* _ACTIVITY_
Scan the entries for lines with the word "frame" and copy those lines.

* _PROVIDED INFORMATION_
___
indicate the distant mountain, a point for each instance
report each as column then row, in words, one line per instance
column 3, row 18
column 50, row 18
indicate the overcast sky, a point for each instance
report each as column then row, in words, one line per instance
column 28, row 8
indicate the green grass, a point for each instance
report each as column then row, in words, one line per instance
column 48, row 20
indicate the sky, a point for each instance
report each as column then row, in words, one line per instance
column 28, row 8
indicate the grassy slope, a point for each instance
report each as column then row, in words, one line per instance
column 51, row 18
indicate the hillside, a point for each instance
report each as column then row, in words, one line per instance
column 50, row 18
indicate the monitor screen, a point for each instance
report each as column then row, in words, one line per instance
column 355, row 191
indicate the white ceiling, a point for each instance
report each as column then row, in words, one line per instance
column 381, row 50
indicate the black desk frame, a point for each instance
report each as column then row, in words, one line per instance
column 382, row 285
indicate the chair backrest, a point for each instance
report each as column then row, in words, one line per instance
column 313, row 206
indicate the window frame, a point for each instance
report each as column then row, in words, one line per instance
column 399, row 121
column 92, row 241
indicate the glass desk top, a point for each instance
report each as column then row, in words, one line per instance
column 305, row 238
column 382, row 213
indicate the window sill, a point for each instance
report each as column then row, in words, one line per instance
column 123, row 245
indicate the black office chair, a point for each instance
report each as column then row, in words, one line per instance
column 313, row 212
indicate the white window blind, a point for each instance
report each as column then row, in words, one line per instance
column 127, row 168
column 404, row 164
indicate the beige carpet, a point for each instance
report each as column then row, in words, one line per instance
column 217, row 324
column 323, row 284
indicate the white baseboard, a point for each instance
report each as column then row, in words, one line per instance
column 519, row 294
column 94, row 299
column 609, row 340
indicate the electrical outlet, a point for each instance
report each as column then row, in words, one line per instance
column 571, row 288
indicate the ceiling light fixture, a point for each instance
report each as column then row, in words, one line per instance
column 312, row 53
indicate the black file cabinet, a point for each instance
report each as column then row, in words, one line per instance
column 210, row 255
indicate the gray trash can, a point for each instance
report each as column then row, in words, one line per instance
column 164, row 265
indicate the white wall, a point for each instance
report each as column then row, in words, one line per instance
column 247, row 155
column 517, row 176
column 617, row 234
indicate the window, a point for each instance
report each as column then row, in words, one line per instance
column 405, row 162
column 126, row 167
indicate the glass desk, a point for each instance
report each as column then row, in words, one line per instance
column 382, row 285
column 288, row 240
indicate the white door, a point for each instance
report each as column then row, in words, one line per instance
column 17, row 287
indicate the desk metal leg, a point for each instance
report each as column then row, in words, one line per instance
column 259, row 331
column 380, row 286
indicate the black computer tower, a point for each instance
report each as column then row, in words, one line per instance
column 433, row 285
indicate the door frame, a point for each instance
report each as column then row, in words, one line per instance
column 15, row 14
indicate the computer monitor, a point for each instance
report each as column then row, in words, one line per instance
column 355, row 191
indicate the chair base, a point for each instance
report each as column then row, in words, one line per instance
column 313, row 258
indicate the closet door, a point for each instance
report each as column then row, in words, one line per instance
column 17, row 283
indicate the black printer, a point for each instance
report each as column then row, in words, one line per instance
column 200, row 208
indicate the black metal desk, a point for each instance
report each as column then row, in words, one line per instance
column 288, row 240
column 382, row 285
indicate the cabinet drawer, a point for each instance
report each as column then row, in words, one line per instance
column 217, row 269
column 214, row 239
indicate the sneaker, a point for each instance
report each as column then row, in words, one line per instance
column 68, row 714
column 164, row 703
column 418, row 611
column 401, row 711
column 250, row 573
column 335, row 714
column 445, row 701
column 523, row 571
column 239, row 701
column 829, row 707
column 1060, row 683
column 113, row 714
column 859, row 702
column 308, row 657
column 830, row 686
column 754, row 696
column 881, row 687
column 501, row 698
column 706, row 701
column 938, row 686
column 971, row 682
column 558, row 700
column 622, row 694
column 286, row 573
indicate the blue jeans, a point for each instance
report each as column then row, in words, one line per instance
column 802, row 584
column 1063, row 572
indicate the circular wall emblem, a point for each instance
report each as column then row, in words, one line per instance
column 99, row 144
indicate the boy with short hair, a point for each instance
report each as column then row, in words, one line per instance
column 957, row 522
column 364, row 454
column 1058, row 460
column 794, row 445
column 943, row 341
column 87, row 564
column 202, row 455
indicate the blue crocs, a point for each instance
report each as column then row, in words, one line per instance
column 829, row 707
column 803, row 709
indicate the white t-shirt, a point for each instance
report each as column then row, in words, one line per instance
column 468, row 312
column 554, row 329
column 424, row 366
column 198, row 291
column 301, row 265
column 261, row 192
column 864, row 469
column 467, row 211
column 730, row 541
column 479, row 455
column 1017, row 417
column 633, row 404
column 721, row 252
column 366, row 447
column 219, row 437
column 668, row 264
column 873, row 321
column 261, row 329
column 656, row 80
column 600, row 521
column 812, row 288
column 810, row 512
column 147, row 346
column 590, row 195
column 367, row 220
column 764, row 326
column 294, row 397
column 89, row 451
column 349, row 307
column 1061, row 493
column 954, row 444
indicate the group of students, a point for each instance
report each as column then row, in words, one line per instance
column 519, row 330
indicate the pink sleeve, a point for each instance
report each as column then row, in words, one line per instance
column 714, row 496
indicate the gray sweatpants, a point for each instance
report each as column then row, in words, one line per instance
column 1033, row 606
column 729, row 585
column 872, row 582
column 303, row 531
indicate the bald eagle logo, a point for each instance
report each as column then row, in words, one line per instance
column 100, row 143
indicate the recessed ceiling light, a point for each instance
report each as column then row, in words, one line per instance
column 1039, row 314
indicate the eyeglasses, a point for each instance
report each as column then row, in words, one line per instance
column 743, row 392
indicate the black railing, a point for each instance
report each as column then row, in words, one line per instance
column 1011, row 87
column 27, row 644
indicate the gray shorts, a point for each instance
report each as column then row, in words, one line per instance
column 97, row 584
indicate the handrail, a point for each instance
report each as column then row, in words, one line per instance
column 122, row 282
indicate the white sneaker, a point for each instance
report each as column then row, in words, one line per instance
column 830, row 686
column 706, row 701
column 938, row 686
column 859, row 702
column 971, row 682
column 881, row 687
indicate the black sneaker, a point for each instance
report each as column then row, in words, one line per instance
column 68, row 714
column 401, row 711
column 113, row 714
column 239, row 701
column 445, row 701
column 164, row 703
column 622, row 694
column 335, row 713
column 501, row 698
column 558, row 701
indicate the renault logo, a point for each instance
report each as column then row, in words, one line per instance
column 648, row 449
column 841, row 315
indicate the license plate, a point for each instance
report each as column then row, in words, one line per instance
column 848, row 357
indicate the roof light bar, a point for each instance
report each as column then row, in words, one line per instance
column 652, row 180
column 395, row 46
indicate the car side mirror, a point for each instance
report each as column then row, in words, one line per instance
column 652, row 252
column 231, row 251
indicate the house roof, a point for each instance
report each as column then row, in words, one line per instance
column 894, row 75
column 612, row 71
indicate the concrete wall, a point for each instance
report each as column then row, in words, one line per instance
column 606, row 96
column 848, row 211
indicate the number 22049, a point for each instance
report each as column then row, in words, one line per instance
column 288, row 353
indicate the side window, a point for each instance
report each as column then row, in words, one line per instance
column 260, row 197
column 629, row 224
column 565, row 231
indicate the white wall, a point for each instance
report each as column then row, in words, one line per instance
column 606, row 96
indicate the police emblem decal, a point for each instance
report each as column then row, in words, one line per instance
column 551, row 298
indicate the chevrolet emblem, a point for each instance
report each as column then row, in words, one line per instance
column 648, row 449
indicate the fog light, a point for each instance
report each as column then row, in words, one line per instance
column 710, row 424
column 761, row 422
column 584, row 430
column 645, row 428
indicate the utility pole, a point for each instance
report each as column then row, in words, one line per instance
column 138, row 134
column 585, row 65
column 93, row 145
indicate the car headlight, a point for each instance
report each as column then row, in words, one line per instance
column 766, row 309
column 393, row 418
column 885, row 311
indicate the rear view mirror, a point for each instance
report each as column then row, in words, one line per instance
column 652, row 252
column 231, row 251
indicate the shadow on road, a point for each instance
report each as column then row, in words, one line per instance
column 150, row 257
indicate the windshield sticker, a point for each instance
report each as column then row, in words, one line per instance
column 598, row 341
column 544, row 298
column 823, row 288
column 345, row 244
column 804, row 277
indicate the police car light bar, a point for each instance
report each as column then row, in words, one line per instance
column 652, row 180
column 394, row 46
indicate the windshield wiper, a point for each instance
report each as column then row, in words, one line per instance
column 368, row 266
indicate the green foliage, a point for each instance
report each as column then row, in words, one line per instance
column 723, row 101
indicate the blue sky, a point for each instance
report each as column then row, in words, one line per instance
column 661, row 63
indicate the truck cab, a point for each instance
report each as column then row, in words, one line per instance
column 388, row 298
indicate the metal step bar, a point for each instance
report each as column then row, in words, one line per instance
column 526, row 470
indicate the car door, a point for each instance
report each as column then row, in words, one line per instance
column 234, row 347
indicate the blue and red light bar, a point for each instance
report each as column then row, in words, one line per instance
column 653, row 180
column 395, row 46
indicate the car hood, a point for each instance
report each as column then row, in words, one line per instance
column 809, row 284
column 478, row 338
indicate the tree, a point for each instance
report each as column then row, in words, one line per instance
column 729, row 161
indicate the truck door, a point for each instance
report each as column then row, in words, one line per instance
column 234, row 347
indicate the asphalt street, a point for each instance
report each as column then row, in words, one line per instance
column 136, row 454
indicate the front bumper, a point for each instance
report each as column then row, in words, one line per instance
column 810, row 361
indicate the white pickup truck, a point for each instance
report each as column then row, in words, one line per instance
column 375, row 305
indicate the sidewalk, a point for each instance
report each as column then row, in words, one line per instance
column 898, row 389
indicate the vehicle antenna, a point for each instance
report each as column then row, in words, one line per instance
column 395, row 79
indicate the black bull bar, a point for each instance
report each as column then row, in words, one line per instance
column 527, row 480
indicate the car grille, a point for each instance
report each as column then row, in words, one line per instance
___
* _OUTPUT OF THE TASK_
indicate the black desk frame, a point for each instance
indicate the window frame, a point for each instance
indicate the door frame, a point for each instance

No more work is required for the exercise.